[Items from a data source]
________

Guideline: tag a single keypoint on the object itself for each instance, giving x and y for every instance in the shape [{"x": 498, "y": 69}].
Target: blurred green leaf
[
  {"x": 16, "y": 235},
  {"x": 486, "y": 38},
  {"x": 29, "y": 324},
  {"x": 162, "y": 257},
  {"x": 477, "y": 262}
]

________

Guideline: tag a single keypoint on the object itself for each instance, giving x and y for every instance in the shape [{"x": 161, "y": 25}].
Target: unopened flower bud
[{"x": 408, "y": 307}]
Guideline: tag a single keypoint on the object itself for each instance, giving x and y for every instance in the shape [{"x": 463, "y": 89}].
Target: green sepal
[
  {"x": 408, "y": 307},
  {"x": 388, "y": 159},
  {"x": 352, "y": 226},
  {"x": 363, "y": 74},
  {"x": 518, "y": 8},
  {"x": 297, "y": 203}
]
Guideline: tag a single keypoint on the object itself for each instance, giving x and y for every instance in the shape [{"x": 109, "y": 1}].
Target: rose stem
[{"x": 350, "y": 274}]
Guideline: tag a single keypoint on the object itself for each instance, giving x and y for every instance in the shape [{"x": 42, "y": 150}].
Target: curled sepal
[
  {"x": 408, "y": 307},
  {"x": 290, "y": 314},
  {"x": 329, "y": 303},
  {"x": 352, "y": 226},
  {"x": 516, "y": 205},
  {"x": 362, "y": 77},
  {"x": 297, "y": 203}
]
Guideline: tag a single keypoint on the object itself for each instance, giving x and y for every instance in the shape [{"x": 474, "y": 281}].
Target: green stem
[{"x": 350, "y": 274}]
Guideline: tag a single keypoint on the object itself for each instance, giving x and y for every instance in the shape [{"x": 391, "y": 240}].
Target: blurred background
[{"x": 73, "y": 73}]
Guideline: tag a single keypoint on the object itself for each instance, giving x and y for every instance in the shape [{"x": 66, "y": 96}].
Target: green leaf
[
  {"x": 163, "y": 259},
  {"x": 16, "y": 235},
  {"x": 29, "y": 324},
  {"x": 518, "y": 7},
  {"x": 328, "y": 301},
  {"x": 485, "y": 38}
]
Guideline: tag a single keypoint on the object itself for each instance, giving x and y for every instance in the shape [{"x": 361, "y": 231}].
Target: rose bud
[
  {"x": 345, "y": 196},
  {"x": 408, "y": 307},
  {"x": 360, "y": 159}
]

________

Work task → Reproduce all lines from the records above that include the word "shape".

Solution below →
Guideline: tag a single keypoint on the object itself for each instance, giving x and y for every instance in the shape [{"x": 498, "y": 69}].
Guideline: tag a single keypoint on the object itself for each instance, giving x and y for every instance in the shape [{"x": 161, "y": 25}].
Guideline: tag a single keypoint on the object itself for each instance, giving x and y for every instance in the shape [{"x": 463, "y": 89}].
Guideline: tag a single keypoint on the object itself for each instance, giving x and y for every instance in the shape [{"x": 109, "y": 1}].
Guideline: tag a single keypoint on the object itself for each instance, giving x and y for every instance in the shape [{"x": 42, "y": 150}].
Guideline: tag a single keypoint on the object itself for each instance, giving x and y for every instance in the shape [{"x": 474, "y": 281}].
Guideline: tag a single keypoint on the object itself for each instance, giving x and y for every instance in the shape [{"x": 391, "y": 240}].
Guideline: tag a single keypoint on the object itself for each instance, giving x and y for every instance in the shape [{"x": 66, "y": 96}].
Guideline: tag a single keypoint on the object itself for each instance, giving x and y for every instance in the shape [{"x": 361, "y": 231}].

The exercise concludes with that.